» Segmentation labeling items:
==*==

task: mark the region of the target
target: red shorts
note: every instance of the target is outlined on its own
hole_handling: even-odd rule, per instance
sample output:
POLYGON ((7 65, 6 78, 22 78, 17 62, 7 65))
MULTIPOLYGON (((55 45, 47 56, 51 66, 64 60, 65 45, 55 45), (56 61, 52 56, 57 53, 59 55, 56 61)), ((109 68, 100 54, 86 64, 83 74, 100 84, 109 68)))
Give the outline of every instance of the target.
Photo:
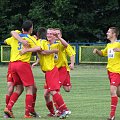
POLYGON ((58 69, 58 71, 59 71, 60 86, 71 86, 70 74, 69 74, 69 71, 67 71, 67 68, 61 67, 58 69))
POLYGON ((51 71, 47 71, 45 73, 46 83, 44 85, 44 89, 48 89, 49 91, 59 91, 59 72, 58 68, 54 67, 51 71))
POLYGON ((119 86, 120 85, 120 74, 119 73, 113 73, 108 71, 108 77, 110 80, 110 85, 113 86, 119 86))
POLYGON ((7 82, 13 82, 12 72, 11 72, 11 62, 9 62, 8 64, 7 82))
POLYGON ((34 85, 34 77, 29 63, 21 61, 11 62, 11 72, 14 85, 34 85))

==*==

» Written request: Switch every "target" in the items above to "object" and write them out again with nothing else changed. Leave the pictures out.

» Finished exercise:
task: mark the region of the object
object: red shorts
note: every instance of the object is outlined on its own
hole_handling: even-odd rule, per instance
sample output:
POLYGON ((7 65, 6 78, 22 78, 17 62, 7 65))
MULTIPOLYGON (((55 45, 47 56, 51 66, 64 60, 65 45, 55 45), (56 61, 52 56, 57 53, 59 55, 56 61)), ((109 68, 100 54, 86 64, 83 74, 100 84, 109 68)))
Give the outline of every instance of the object.
Photo:
POLYGON ((58 69, 58 71, 59 71, 60 86, 71 86, 70 74, 69 74, 69 71, 67 71, 67 68, 61 67, 58 69))
POLYGON ((51 71, 47 71, 45 73, 46 83, 44 85, 44 89, 48 89, 49 91, 59 91, 59 72, 58 68, 54 67, 51 71))
POLYGON ((119 86, 120 85, 120 74, 119 73, 113 73, 108 71, 108 77, 110 80, 110 85, 113 86, 119 86))
POLYGON ((7 82, 13 82, 12 72, 11 72, 11 62, 9 62, 8 64, 7 82))
POLYGON ((34 85, 34 77, 29 63, 21 61, 11 62, 11 72, 14 85, 34 85))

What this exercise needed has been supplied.